[Start of section]

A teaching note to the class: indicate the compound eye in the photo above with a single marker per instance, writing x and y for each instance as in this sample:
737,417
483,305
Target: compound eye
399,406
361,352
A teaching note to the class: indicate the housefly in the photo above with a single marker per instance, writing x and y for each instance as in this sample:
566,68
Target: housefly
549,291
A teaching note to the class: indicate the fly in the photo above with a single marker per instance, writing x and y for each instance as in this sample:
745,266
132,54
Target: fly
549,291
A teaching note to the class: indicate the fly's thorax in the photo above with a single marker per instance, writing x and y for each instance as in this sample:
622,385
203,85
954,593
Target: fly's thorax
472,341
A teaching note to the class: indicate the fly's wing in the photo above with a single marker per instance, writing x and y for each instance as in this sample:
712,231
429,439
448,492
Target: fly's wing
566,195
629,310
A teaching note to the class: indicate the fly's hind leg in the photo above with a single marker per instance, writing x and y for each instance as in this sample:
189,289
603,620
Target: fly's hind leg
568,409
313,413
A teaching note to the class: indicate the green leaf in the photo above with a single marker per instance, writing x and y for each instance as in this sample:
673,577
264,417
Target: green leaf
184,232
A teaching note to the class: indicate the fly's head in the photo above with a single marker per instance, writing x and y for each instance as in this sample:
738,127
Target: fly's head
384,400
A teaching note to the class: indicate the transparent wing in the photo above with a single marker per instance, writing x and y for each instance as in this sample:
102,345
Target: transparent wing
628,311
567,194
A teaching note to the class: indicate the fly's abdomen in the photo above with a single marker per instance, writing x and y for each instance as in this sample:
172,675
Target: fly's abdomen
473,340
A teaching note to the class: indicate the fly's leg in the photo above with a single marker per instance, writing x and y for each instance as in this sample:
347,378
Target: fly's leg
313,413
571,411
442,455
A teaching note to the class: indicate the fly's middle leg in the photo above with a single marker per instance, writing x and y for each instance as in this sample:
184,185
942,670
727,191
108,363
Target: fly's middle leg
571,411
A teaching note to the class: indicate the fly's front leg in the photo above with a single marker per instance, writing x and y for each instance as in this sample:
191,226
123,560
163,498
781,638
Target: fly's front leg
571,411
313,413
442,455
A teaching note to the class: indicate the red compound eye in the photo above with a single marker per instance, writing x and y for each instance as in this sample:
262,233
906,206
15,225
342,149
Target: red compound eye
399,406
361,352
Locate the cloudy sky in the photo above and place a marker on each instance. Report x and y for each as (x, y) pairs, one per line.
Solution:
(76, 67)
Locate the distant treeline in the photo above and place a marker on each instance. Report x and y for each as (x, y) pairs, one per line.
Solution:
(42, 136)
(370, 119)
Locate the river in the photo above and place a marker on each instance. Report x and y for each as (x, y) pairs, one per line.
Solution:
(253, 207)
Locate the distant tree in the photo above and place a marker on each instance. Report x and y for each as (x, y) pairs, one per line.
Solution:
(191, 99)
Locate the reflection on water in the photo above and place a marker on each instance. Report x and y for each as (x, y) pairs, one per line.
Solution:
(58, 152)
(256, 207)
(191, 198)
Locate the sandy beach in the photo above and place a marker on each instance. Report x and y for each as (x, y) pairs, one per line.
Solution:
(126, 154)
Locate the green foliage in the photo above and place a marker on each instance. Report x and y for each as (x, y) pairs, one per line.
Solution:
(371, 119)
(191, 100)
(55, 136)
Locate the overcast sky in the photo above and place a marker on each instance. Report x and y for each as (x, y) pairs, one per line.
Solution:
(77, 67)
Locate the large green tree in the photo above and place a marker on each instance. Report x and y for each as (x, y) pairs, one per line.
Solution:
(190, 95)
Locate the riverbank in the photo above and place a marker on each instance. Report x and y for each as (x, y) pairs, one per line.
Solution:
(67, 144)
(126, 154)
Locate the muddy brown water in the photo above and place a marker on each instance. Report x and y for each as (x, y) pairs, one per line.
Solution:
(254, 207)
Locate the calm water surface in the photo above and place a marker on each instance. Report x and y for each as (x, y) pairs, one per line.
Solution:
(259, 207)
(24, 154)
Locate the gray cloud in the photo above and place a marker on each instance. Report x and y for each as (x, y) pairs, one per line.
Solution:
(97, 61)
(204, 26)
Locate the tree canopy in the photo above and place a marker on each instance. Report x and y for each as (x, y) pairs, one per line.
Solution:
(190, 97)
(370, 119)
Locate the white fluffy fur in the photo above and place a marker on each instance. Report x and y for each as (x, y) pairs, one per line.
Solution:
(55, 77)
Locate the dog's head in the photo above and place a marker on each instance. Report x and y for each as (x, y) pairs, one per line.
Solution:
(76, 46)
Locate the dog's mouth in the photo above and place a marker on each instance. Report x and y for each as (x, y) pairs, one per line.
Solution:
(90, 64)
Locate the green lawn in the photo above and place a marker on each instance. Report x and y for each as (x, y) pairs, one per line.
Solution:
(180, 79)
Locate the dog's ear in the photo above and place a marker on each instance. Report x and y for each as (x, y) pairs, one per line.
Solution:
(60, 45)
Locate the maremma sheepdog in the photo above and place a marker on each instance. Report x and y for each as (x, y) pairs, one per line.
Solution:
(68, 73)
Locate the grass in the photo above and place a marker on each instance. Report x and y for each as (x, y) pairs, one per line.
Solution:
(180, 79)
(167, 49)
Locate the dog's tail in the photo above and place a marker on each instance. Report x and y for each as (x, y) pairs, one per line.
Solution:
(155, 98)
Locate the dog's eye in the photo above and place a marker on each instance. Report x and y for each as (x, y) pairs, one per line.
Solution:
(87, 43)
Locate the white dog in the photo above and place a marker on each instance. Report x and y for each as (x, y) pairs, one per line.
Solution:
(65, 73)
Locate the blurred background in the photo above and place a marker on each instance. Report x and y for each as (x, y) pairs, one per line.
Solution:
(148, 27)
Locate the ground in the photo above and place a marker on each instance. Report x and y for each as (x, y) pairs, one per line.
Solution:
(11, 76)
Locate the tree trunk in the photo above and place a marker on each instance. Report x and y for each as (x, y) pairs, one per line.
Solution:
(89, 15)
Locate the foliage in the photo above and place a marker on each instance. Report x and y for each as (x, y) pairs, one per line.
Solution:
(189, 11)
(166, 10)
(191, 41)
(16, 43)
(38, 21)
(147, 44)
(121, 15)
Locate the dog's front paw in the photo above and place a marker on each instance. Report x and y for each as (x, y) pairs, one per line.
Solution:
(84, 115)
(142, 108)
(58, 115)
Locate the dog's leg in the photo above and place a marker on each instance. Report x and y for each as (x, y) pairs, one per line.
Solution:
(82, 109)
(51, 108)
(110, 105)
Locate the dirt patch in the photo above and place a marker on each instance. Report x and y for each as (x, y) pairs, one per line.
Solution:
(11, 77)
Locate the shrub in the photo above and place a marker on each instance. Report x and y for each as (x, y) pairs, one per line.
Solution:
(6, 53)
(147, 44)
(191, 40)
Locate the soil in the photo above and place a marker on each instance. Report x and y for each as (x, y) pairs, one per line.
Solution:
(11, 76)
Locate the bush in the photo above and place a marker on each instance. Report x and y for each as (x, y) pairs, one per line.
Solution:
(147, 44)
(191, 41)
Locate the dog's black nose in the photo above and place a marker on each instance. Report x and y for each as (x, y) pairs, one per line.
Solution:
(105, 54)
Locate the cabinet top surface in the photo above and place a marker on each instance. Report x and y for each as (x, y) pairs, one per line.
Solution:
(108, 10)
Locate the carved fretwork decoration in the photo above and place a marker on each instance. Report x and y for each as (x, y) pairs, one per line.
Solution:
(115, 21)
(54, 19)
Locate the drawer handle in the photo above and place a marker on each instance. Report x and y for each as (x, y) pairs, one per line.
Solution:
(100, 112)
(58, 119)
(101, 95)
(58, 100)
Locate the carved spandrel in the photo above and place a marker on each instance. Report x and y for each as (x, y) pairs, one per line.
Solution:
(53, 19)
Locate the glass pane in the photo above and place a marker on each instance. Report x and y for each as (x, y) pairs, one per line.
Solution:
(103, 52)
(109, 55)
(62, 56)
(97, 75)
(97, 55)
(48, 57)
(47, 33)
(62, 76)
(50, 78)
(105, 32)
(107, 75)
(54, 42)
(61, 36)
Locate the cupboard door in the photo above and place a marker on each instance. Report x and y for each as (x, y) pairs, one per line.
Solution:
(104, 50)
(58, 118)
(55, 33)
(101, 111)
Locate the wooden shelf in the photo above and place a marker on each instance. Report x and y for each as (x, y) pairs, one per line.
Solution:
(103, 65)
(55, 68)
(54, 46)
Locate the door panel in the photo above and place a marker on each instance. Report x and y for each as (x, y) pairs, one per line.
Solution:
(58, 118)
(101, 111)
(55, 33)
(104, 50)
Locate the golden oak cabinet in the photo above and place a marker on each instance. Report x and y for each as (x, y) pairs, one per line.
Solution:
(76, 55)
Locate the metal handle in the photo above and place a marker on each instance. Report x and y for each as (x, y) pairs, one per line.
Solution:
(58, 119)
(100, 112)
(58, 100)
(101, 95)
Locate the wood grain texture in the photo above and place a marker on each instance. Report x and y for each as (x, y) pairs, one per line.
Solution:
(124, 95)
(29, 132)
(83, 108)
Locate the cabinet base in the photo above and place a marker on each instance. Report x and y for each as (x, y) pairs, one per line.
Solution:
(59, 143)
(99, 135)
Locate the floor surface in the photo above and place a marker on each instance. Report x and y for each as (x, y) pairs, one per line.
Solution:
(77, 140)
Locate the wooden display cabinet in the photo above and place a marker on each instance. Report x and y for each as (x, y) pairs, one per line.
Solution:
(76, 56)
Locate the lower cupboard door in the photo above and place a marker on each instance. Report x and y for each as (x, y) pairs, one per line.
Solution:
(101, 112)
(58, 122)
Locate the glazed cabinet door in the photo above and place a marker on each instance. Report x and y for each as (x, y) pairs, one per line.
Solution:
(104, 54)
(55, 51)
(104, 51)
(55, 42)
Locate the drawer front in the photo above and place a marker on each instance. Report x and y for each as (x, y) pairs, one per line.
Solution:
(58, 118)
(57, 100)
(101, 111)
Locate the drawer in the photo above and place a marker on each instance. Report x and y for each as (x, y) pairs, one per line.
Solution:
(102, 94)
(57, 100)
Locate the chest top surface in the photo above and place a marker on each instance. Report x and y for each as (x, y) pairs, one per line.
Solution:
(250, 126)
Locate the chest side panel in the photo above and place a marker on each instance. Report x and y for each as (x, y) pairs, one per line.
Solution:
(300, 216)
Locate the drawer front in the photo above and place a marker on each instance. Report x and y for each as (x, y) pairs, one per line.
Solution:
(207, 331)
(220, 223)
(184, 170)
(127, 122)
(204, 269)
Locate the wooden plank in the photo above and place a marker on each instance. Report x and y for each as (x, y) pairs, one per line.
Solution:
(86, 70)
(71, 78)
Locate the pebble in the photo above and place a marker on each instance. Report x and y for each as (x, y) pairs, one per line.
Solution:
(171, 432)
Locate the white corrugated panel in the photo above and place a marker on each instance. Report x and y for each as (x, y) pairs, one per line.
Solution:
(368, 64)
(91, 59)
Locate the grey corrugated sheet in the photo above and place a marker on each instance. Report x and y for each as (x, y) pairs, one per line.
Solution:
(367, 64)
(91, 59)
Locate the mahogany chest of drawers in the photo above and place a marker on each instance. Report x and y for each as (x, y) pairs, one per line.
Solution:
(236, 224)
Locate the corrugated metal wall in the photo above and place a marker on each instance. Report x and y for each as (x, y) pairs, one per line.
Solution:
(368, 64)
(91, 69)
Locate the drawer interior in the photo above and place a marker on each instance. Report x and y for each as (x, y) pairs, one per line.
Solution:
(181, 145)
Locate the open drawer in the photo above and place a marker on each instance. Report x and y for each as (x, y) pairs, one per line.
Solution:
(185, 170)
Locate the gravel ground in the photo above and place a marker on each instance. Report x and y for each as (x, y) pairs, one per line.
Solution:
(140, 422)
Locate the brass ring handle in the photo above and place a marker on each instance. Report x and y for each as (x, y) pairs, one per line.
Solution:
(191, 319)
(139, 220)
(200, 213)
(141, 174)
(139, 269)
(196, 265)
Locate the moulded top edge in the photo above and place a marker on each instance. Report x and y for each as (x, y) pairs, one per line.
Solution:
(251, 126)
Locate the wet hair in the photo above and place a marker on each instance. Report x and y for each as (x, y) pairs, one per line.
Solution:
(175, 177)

[End of section]

Directions for this task: Check the listing for the word "white". Show each line that has it.

Response for this exercise:
Locate the white fluffy fur in the photo above and place a marker on each instance. Report x and y for each as (x, y) pairs, one per line.
Locate the white dog in the photo above and place a marker on each instance. Report x and y for each as (x, y) pairs, one per line.
Locate the white corrugated panel in the photo above and place a marker on each instance. Report x and y for each as (x, y) pairs, one per line.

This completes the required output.